● **Text excerpt**
Joanna Moorhead later reported: "From the time of their parents' arrests, and even after the execution, they (the Rosenberg's two sons) were passed from one home to another - first one grandmother looked after them, then another, then friends. For a brief spell they were even sent to a shelter. It seems hard for us to understand, but the paranoia of the McCarthy era was such that many people - even family members - were terrified of being connected with the Rosenberg children, and many people who might have cared for them were too afraid to do so." Abe Meeropol and his wife eventually agreed to adopt Michael Rosenberg and Robert Rosenberg. According to Robert: "Abel didn't get any work as a writer throughout most of the 1950s... I can't say he was blacklisted, but it definitely looks as though he was at least greylisted." In December 2001, Sam Roberts, a New York Times reporter, traced David Greenglass, who was living under an assumed name with his wife, Ruth Greenglass. Interviewed on television under a heavy disguise, he acknowledged that his and his wife's court statements had been untrue. "Julius asked me to write up some stuff, which I did, and then he had it typed. I don't know who typed it, frankly. And to this day I can't even remember that the typing took place. But somebody typed it. Now I'm not sure who it was and I don't even think it was done while we were there."

● **Exercise**
Answer these from the Rosenberg text excerpt:
(a) Who eventually agreed to adopt Michael Rosenberg and Robert Rosenberg?
(b) Where were the two sons sent for a brief spell?
(c) In what month and year did Sam Roberts trace David Greenglass?

(Items in a dataset)

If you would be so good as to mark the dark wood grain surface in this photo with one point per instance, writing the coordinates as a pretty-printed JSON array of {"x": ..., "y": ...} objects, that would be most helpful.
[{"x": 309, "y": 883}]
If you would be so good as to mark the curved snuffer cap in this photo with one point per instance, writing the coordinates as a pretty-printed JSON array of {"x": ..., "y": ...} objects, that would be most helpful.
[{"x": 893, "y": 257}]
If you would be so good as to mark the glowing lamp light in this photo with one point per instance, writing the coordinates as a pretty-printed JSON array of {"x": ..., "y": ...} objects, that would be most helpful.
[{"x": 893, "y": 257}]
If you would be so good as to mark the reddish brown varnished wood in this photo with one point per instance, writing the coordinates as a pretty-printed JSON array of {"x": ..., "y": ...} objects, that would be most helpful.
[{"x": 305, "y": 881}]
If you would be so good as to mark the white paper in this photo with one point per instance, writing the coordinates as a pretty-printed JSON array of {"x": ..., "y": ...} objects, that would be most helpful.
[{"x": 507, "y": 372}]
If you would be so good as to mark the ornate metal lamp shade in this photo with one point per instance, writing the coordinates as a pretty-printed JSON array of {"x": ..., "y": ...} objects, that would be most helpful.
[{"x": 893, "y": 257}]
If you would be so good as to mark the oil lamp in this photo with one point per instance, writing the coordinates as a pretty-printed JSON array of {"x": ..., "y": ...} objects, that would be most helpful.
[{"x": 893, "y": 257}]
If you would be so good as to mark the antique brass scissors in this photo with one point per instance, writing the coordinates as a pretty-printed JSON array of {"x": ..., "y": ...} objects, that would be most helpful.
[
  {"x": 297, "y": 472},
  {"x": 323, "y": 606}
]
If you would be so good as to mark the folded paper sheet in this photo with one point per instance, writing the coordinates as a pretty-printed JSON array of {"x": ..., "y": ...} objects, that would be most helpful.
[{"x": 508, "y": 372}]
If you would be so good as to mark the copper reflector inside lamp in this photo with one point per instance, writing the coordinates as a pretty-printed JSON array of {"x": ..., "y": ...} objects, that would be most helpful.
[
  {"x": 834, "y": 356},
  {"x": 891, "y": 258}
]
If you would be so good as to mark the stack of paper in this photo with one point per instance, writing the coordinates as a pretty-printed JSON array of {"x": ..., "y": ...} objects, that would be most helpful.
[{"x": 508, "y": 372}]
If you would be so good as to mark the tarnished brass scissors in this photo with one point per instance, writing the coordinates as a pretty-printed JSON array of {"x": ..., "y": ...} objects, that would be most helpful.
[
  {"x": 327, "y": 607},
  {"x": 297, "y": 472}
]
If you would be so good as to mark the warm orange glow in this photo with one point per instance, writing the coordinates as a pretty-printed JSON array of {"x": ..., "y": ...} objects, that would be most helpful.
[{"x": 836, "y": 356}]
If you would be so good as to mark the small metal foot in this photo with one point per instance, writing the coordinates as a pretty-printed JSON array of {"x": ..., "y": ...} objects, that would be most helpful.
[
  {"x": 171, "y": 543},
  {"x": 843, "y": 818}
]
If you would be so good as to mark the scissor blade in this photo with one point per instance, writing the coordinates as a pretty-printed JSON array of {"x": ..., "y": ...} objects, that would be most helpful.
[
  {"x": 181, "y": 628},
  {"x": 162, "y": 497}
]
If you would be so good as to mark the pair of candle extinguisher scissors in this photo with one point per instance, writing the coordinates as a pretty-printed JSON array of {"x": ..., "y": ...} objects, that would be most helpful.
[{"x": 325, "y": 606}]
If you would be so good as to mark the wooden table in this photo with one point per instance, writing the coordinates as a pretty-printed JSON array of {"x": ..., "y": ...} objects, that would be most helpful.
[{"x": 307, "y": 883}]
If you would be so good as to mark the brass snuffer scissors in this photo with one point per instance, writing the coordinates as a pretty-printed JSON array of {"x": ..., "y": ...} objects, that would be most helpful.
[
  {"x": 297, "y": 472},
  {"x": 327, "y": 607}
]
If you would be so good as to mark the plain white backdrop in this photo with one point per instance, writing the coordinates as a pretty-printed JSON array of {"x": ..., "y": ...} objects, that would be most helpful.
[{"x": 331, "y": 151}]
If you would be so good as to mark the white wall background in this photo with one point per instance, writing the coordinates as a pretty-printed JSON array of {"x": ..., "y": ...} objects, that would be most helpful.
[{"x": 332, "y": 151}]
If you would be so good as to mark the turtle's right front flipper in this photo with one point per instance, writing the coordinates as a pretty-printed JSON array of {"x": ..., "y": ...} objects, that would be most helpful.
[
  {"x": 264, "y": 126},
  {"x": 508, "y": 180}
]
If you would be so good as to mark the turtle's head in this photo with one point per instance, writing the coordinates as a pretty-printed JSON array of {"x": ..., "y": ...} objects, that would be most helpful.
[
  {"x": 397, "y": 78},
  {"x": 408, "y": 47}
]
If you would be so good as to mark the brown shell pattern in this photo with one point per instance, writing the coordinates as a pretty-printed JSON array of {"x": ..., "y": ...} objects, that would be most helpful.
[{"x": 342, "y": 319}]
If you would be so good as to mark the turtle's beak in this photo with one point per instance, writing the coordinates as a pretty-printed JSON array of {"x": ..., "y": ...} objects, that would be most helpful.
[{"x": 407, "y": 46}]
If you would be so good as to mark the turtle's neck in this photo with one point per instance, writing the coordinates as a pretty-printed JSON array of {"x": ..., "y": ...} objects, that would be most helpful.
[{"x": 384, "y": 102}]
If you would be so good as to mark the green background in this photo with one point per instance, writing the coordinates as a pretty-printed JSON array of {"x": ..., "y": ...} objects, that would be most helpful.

● **Answer**
(a) Abe Meeropol and his wife
(b) A shelter
(c) December 2001